Written task – Write out the passage on deforestation in Haryana word for word, beginning at "Haryana's economic development" and stopping after "down in Haryana?".

── Text section ──

Haryana's economic development also has another story to it. The mushrooming of industries, along with the construction of high-rise buildings either for commercial or residential purposes, has led to a large scale deforestation in the state. Such gross deforestation not only imbalances the environmental stability within the state, but also outside the state. What are the consequences of such alarming rate at which trees are being cut down in Haryana?
Firstly, excessive demands for urbanisation coupled with the introduction of the latest technological advancements have led to the thinning of forests in the industrially-rich districts of Haryana such as Gurgaon, Faridabad and Rohtak. As pointed out in the Forest Survey of India Report of 2011, the open forest cover in Haryana has reduced from 0.03% in 2000, to 0.01% in 2004, and even less in the following decade. This unrestrained deforestation, first of all, reduces the amount of rainfall in the state during the monsoon. As a result of this, as hydrologist Sanjiv Chadha of the Department of Agriculture has pointed out, the groundwater level in Haryana is fast depleting. In the past 12 years, the substantial fall in groundwater level has been noted to be as critical as 7.29 metres. Such pathetic levels of groundwater depletion adversely impacts agricultural prospects in Haryana, as farmers do not find sufficient water for irrigating their fields. Due to uncontrolled levels of deforestation, which hinders the process of rainwater storage, Haryana, whose subsistence depends on a strong agrarian economy, has witnessed sharp falls in the annual production of crops such as cotton, bajra, basmati rice and paddy.

───
── Recorded information ──

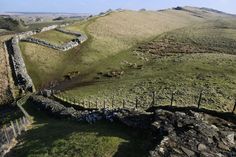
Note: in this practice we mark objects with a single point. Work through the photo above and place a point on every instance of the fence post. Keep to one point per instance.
(234, 107)
(13, 128)
(22, 123)
(96, 104)
(172, 99)
(6, 135)
(153, 98)
(89, 104)
(104, 104)
(112, 103)
(199, 100)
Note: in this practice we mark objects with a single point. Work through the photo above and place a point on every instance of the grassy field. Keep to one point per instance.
(155, 41)
(55, 37)
(108, 37)
(51, 137)
(186, 61)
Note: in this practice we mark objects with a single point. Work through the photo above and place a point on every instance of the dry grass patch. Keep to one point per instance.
(55, 37)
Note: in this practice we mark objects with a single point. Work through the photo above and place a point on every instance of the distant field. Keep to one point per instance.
(186, 75)
(157, 41)
(55, 37)
(107, 37)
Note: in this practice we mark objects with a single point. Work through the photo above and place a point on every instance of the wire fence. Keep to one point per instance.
(197, 100)
(10, 131)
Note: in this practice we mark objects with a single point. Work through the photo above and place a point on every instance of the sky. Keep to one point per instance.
(96, 6)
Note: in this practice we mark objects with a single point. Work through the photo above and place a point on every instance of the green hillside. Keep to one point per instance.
(185, 50)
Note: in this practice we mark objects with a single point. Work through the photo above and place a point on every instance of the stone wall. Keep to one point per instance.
(175, 133)
(22, 77)
(64, 47)
(132, 118)
(44, 29)
(80, 37)
(23, 35)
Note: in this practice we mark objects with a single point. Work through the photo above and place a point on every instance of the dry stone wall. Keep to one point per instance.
(175, 133)
(22, 77)
(81, 37)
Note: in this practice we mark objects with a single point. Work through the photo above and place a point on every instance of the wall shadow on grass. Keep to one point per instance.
(58, 137)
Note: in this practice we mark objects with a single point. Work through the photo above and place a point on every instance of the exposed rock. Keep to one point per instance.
(191, 133)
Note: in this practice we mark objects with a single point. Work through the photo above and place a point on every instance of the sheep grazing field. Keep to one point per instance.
(149, 83)
(176, 51)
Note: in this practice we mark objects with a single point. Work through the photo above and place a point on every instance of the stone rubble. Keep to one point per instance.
(23, 79)
(175, 133)
(131, 118)
(191, 135)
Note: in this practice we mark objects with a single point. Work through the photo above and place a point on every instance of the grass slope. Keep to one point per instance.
(201, 57)
(55, 37)
(107, 37)
(122, 44)
(51, 137)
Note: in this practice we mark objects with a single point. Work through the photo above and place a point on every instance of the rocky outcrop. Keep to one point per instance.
(22, 77)
(192, 134)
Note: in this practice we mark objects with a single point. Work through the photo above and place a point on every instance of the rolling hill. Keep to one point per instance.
(119, 41)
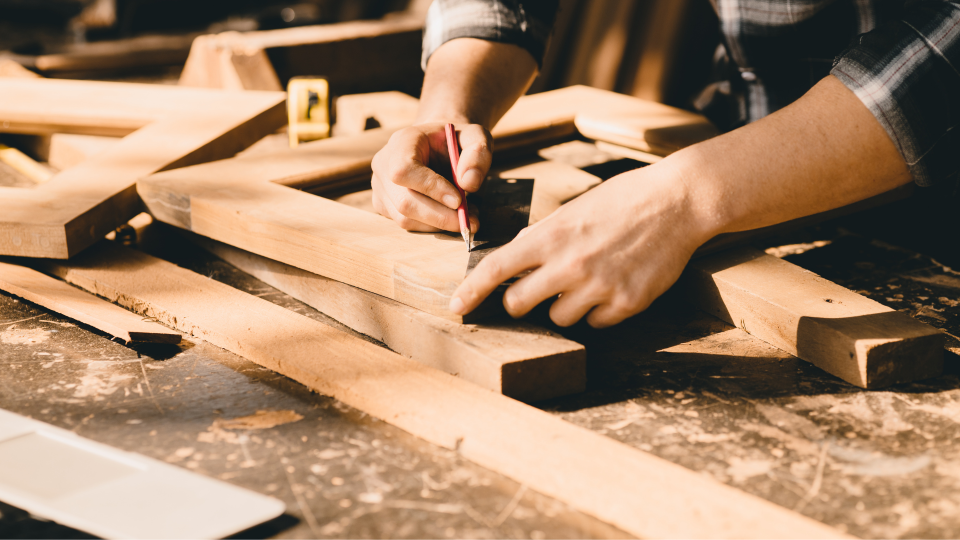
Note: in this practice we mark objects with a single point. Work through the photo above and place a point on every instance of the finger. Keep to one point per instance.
(529, 291)
(608, 315)
(406, 167)
(572, 306)
(384, 206)
(493, 270)
(473, 214)
(476, 155)
(423, 209)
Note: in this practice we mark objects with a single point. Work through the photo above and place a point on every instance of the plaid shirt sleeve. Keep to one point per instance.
(525, 23)
(906, 73)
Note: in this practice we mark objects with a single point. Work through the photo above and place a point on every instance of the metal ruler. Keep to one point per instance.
(504, 211)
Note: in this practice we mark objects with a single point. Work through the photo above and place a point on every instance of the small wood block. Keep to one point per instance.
(861, 341)
(512, 358)
(640, 493)
(57, 296)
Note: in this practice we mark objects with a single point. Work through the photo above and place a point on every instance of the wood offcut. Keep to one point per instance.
(620, 485)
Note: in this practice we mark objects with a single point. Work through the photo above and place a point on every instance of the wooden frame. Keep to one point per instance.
(640, 493)
(246, 202)
(165, 127)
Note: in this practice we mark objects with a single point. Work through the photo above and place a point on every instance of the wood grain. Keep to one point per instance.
(637, 492)
(81, 306)
(168, 127)
(242, 202)
(848, 335)
(509, 357)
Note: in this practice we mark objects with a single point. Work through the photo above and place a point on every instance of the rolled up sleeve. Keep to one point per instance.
(906, 73)
(525, 23)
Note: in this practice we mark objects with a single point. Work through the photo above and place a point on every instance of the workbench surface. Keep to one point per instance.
(677, 383)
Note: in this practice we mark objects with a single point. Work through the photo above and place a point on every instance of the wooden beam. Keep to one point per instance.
(113, 55)
(68, 150)
(385, 109)
(81, 306)
(512, 358)
(168, 127)
(635, 491)
(242, 202)
(861, 341)
(355, 56)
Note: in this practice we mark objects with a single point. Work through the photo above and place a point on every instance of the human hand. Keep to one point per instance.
(609, 253)
(407, 187)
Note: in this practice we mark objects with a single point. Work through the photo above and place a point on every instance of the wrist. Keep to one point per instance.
(700, 196)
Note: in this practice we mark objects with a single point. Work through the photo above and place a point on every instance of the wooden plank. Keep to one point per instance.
(239, 202)
(637, 492)
(36, 172)
(355, 56)
(138, 52)
(509, 357)
(387, 109)
(59, 297)
(68, 150)
(848, 335)
(174, 127)
(554, 185)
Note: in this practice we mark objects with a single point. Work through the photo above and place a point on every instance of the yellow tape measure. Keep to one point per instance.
(308, 109)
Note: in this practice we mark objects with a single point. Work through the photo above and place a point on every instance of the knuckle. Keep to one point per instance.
(492, 267)
(405, 204)
(405, 223)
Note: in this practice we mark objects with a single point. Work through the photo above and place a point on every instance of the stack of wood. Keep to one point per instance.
(444, 378)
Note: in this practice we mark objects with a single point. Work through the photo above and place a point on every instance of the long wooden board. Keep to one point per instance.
(637, 492)
(168, 127)
(354, 56)
(512, 358)
(861, 341)
(59, 297)
(241, 202)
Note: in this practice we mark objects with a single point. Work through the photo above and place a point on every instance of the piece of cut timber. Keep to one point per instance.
(650, 127)
(861, 341)
(59, 297)
(138, 52)
(357, 113)
(36, 172)
(729, 240)
(68, 150)
(354, 56)
(174, 127)
(510, 357)
(635, 491)
(554, 185)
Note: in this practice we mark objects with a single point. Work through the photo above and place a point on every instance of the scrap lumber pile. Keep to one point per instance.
(444, 378)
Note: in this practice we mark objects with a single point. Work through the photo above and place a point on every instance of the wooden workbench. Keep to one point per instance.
(672, 382)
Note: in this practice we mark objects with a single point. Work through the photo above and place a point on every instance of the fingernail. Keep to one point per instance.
(457, 306)
(471, 179)
(451, 201)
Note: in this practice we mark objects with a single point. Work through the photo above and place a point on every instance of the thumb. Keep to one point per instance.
(476, 155)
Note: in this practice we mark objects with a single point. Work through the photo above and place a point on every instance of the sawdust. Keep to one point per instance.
(742, 469)
(24, 336)
(258, 420)
(98, 382)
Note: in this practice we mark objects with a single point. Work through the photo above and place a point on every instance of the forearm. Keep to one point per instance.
(473, 81)
(824, 151)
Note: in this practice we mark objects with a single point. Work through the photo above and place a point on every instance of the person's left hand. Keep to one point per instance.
(610, 253)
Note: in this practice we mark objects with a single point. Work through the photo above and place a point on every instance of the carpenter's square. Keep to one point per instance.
(503, 205)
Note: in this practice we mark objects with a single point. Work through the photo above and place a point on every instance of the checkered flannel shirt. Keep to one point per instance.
(900, 57)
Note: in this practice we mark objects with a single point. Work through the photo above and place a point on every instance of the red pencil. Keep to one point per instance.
(453, 148)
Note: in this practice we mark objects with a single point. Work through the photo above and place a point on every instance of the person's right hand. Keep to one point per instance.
(407, 187)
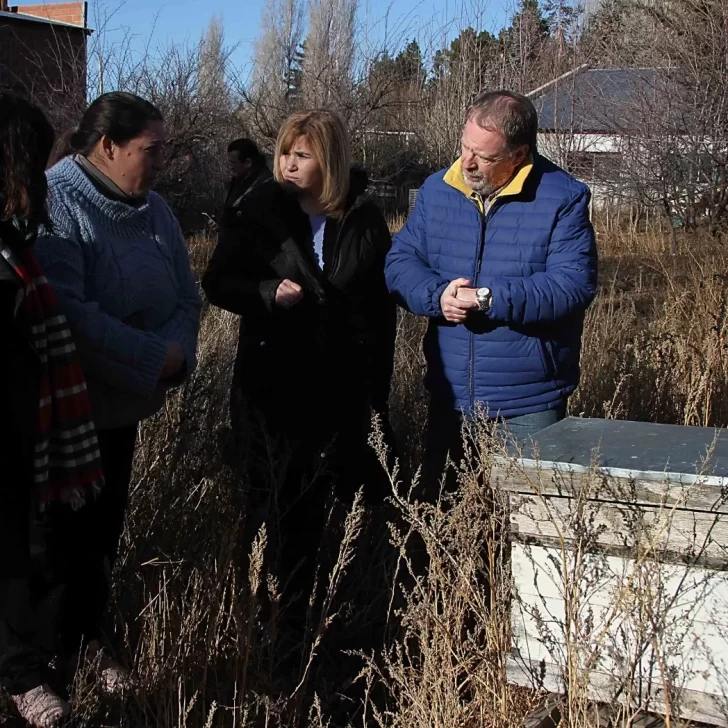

───

Answer to this task –
Haryana's economic development also has another story to it. The mushrooming of industries, along with the construction of high-rise buildings either for commercial or residential purposes, has led to a large scale deforestation in the state. Such gross deforestation not only imbalances the environmental stability within the state, but also outside the state. What are the consequences of such alarming rate at which trees are being cut down in Haryana?